Ali Millar is a new literary voice with a hot debut novel out later this month with White Rabbit Books, the publisher of David Keenan’s acclaimed novels and Goldsmith Prize shortlisted Richard Milward’s Man- Eating Typewriter. White Rabbit Books are renowned for their music memoirs and essays, but with Ava Anna Ada are continuing this interesting fiction foray.
Her memoir, The Last Days, published by Penguin in 2022, told her story of growing up with, and her escape from, a group of Scottish Borders Jehovah’s Witnesses. Ava Anna Ada, a beguiling title, explores madness, child loss, nature, and a whole host of other themes. Thankfully, the novel gives plenty of space to let these sit with you – be warned, though: it’s a chilling novel with an unusual narrative structure that gives voice to all three characters, some collectively. Millar has created a frightening world, one that will make you think twice about your next social media post.
Millar spoke with us about what inspired this novel, along with her thoughts on nature writing and the need to address climate change.

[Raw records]

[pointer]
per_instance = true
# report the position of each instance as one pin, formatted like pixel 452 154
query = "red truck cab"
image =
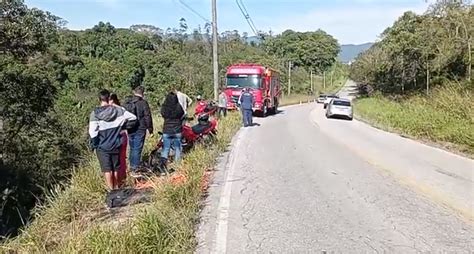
pixel 264 84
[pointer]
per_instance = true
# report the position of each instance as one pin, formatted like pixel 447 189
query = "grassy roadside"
pixel 74 219
pixel 445 117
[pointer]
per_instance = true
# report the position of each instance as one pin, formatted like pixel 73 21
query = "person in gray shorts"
pixel 105 126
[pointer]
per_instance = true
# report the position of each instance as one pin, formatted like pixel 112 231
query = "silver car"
pixel 339 108
pixel 328 99
pixel 321 98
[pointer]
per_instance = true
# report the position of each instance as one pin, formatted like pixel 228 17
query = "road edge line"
pixel 224 200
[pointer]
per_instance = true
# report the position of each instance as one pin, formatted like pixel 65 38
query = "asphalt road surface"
pixel 301 183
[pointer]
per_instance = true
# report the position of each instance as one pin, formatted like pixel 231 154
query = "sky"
pixel 349 21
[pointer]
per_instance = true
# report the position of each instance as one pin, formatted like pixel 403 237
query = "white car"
pixel 321 98
pixel 339 108
pixel 328 99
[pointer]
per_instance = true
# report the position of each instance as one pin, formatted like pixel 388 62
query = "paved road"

* The request
Extract from the passage on Ali Millar the span from "Her memoir, The" up to and including "address climate change.", copying it word for word. The records are separate from the text and stand as material of their own.

* Final answer
Her memoir, The Last Days, published by Penguin in 2022, told her story of growing up with, and her escape from, a group of Scottish Borders Jehovah’s Witnesses. Ava Anna Ada, a beguiling title, explores madness, child loss, nature, and a whole host of other themes. Thankfully, the novel gives plenty of space to let these sit with you – be warned, though: it’s a chilling novel with an unusual narrative structure that gives voice to all three characters, some collectively. Millar has created a frightening world, one that will make you think twice about your next social media post.
Millar spoke with us about what inspired this novel, along with her thoughts on nature writing and the need to address climate change.